> DO THIS
Which lines in the records below contain the string "blue"? Return each of them, and treat uppercase and lowercase letters as different.

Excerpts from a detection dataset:

***

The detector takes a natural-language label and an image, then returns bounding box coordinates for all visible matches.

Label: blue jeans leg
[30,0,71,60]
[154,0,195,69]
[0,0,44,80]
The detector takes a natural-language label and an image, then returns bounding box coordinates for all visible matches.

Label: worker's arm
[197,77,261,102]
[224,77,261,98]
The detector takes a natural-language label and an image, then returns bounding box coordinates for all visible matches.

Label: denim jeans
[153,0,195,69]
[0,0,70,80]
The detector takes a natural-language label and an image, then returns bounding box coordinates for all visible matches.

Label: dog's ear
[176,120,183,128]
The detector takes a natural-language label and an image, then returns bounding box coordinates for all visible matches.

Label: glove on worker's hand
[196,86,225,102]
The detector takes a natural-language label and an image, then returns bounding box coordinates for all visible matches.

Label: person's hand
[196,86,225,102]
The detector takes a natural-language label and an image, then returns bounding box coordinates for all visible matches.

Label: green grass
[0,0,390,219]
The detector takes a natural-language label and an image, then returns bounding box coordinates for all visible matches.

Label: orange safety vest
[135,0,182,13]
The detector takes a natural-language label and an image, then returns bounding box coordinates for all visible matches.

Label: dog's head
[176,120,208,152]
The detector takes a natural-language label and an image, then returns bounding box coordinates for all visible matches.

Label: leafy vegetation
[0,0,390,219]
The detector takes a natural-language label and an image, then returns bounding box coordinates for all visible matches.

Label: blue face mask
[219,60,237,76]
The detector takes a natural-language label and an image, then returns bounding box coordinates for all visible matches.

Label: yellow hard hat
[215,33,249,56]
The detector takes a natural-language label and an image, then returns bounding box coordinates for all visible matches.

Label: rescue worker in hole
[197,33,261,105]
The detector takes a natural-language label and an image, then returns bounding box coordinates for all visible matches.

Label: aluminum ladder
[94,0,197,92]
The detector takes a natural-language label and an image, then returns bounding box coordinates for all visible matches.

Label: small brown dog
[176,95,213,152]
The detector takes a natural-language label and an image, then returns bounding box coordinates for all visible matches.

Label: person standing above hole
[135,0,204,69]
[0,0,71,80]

***

> THE REPLY
Label: blue jeans leg
Label: blue face mask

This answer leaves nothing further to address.